(PROVIDED DATA)
╭──

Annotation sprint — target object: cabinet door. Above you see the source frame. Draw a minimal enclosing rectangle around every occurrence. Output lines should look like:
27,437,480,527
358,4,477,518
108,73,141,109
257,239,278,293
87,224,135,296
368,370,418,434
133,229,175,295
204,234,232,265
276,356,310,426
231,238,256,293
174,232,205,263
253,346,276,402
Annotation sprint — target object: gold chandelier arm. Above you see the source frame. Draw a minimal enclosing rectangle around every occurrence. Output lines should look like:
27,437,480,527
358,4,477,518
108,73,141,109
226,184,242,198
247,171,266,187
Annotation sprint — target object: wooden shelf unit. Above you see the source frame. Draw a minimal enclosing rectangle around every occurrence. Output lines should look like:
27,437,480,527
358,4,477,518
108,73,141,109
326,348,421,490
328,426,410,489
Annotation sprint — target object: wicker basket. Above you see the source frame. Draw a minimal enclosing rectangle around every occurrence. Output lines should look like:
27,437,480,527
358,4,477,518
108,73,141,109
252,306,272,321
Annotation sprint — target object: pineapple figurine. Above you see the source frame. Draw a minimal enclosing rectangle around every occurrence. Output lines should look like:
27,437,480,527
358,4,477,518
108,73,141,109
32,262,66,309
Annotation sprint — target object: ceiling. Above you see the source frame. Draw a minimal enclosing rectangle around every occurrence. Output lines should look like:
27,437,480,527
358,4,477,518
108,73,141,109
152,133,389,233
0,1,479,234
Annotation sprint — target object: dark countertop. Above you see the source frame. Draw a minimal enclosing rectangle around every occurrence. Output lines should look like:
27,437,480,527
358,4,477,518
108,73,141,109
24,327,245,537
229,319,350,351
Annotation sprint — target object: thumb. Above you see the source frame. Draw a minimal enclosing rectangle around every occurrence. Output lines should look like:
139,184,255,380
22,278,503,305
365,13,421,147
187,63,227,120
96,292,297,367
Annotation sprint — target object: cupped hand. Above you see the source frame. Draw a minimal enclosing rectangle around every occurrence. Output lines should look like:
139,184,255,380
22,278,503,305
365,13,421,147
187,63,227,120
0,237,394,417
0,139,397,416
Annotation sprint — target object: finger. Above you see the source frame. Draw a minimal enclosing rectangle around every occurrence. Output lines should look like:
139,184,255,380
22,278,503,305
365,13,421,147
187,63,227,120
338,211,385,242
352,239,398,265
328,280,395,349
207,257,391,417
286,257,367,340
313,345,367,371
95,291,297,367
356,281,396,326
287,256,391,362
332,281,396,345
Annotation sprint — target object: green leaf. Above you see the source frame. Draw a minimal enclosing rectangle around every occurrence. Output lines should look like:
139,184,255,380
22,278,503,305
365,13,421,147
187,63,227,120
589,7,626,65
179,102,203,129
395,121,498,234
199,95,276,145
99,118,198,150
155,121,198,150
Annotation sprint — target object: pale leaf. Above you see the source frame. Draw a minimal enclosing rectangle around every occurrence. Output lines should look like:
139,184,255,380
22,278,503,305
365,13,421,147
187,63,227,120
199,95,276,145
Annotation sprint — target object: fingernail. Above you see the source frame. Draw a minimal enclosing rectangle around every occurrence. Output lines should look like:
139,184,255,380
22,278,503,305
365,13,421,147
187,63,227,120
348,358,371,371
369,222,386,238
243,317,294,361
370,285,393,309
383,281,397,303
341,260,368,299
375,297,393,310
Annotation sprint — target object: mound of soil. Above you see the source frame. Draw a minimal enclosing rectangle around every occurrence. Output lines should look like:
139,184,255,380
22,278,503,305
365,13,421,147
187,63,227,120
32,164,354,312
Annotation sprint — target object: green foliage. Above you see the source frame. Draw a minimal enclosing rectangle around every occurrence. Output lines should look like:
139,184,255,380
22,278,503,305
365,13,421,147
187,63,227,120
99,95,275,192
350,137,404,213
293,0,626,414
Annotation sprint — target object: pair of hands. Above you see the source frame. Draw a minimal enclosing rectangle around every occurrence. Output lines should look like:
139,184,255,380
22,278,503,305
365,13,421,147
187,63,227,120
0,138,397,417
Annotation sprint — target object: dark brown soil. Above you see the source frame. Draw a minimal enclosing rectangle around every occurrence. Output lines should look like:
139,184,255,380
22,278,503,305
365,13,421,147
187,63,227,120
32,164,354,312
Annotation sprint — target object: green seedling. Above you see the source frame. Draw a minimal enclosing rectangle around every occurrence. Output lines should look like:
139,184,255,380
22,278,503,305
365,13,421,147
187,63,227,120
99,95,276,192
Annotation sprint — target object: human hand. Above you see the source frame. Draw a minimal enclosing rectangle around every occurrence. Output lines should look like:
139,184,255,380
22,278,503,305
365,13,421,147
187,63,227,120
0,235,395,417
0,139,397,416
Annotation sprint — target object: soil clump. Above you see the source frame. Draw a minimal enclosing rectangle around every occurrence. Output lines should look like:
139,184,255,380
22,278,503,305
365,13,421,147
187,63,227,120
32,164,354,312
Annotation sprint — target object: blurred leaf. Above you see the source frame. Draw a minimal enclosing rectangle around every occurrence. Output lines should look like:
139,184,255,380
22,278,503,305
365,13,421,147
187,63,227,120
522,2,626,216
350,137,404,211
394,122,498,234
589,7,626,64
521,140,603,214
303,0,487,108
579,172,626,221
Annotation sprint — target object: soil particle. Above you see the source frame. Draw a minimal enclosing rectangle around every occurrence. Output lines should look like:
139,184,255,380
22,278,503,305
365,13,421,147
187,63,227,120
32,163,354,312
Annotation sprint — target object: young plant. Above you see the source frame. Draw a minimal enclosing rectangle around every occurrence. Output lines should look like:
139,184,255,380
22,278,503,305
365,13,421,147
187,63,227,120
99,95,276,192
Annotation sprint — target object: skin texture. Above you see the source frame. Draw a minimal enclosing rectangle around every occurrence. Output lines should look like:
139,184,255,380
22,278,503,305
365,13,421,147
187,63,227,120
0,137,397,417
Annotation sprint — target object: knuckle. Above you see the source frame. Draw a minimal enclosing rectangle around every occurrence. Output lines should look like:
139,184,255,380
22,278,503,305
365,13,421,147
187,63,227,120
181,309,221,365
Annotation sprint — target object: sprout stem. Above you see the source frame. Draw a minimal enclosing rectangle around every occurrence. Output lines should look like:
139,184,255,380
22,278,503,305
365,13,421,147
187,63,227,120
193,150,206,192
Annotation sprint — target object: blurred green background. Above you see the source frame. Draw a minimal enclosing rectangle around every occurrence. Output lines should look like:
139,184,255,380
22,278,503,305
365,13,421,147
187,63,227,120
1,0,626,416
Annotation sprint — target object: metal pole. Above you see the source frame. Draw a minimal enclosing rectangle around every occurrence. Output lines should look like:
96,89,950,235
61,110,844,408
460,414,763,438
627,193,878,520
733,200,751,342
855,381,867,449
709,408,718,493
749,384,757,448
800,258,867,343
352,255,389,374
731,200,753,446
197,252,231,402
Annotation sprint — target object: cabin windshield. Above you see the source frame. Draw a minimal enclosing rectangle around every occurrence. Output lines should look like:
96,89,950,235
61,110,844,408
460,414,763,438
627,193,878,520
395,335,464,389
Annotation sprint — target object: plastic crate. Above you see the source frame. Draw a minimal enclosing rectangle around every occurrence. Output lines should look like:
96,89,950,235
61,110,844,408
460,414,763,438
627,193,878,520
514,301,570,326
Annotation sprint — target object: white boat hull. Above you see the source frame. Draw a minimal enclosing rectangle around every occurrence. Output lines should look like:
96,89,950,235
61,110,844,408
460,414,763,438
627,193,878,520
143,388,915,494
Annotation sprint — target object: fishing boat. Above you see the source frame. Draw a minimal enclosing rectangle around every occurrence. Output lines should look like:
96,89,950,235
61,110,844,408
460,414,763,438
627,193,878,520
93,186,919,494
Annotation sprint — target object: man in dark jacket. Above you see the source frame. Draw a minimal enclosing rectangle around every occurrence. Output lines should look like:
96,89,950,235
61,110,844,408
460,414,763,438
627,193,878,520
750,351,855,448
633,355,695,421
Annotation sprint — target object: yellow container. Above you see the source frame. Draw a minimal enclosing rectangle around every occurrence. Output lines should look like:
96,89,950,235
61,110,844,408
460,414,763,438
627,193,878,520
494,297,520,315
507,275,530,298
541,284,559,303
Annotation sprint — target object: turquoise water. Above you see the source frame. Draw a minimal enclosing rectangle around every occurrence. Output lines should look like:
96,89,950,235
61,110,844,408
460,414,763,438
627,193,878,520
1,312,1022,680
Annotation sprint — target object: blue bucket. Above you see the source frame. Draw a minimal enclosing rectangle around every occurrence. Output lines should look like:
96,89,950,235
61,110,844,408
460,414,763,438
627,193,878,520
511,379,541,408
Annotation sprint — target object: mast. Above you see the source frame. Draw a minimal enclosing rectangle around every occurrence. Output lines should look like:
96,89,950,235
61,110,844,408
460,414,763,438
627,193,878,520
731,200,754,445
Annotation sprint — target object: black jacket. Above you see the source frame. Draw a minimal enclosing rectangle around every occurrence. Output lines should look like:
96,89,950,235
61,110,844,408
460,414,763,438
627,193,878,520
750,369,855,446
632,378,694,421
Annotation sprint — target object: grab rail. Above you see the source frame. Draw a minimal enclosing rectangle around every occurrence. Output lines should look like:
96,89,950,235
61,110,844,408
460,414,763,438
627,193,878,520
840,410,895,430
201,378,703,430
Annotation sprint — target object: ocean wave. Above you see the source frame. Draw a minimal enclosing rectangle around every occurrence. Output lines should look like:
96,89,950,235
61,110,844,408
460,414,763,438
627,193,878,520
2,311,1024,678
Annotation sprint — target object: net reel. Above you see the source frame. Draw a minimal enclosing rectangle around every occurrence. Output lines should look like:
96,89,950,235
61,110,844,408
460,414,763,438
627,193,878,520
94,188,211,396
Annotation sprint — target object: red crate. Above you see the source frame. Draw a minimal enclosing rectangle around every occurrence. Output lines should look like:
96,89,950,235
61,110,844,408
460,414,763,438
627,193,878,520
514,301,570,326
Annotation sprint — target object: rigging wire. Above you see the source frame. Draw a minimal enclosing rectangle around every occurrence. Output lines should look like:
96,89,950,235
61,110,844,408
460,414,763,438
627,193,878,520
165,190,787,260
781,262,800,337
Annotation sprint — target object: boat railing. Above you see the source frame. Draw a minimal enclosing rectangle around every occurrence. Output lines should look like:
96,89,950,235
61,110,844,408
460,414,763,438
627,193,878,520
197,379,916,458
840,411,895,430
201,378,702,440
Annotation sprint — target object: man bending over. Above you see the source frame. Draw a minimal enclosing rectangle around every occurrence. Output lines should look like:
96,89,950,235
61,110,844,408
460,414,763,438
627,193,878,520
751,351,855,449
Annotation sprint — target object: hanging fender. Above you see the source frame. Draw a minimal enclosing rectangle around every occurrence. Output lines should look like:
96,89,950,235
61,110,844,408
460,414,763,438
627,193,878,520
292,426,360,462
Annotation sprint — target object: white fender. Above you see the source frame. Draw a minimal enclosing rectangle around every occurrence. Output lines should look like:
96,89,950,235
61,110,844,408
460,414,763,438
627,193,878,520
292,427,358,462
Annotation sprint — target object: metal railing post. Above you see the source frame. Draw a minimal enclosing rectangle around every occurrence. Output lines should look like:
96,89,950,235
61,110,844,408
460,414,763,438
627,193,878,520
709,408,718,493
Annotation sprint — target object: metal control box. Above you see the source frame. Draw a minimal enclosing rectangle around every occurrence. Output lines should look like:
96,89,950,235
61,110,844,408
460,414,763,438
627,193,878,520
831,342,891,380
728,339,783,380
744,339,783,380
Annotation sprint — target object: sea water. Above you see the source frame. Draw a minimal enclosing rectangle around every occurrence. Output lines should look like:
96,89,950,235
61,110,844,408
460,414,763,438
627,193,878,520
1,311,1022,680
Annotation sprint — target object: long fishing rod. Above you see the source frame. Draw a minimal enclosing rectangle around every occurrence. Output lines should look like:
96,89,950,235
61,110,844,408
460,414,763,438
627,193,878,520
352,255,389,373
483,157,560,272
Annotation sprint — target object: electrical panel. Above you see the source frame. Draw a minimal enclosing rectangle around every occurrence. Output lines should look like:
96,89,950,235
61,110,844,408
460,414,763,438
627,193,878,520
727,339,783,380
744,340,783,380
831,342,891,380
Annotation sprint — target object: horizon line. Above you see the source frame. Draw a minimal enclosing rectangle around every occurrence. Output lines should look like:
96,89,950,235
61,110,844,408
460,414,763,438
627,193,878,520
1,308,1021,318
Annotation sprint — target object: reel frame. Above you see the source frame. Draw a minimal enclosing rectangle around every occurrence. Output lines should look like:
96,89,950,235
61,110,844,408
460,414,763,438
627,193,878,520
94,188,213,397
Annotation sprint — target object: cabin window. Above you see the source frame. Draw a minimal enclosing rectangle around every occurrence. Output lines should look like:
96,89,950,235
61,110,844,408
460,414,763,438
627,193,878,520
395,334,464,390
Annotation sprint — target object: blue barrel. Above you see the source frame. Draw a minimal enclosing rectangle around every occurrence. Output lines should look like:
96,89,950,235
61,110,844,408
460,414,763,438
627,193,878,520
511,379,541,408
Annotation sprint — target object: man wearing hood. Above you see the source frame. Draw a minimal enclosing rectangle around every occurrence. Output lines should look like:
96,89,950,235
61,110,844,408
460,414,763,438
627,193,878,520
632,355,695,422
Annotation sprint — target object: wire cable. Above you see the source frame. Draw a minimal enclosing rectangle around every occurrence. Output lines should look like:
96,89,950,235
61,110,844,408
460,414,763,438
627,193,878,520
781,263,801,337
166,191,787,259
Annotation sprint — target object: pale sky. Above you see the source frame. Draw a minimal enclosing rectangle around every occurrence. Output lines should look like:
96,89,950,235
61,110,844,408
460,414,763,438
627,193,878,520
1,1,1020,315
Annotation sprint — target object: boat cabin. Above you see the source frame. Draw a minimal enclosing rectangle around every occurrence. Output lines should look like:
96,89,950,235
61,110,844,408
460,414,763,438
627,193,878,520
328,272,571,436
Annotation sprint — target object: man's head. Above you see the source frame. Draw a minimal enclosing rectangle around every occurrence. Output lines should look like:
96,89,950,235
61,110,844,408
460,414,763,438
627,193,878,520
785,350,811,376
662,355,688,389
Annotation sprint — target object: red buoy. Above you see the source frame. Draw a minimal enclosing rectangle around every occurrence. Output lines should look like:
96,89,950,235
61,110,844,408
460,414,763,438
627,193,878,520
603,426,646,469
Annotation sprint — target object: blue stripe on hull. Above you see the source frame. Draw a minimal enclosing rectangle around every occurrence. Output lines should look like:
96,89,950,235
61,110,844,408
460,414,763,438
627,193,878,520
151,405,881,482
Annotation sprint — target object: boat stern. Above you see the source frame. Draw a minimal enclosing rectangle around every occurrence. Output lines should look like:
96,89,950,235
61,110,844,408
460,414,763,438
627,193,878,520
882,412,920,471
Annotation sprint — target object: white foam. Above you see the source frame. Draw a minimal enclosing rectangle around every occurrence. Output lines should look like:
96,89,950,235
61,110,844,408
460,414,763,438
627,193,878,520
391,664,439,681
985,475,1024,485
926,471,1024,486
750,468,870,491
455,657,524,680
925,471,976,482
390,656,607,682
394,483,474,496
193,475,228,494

╰──

(WHAT IS BEING ASKED) Copy each line above that has the word "white".

(COMPLETED EXERCISE)
Annotation sprint — target object: white boat hull. Above you see the source frame. Draw a minimal enclosing rectangle around every occurrence. Output lines should look like:
Annotation sprint — target object: white fender. Above you see the source frame. Draw a minimal enclosing rectangle around every occurrence. Output lines should look like:
Annotation sprint — target object: white foam. Above you see the source frame. Draw a minimal enclosing rectangle around every occurrence. Output lines should look like:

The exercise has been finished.